* [Task description]: Copy the rows from the line with "Could you point out the distant" through the last row, requests included. Scale every point coordinate in the answers by 2, rounding to whole numbers with halves going up, and leave the requests unchanged.

* [Entries shown]:
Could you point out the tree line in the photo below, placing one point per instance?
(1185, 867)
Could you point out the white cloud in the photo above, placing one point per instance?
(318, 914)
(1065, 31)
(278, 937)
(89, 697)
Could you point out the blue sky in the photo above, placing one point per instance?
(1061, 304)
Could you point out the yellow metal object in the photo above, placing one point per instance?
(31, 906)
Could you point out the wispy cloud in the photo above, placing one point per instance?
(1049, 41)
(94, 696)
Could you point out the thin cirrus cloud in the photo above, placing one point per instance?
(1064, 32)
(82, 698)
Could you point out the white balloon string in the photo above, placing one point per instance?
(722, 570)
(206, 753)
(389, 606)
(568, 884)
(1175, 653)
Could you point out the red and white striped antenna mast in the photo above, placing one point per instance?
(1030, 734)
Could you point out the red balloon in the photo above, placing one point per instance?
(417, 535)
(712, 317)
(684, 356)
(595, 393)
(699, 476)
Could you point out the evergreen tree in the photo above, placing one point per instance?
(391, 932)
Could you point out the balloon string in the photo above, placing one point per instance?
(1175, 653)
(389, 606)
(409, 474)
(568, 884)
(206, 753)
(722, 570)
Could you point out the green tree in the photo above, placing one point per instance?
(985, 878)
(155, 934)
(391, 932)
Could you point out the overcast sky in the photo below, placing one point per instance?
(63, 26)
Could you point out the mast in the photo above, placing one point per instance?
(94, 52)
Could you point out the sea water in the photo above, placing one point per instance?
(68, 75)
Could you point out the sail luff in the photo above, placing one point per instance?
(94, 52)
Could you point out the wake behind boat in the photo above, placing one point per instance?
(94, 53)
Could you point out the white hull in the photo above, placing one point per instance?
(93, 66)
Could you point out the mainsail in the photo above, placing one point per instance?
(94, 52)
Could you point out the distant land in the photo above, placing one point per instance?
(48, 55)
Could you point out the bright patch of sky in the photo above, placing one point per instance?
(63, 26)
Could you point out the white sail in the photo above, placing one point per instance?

* [Exercise answer]:
Could you point out the distant land in the photo above, placing one point per instance?
(96, 110)
Could you point out the bright patch of sky in the photo above, placing one point per instance?
(126, 52)
Could you point out the white sail in the photo above, placing one point per instance?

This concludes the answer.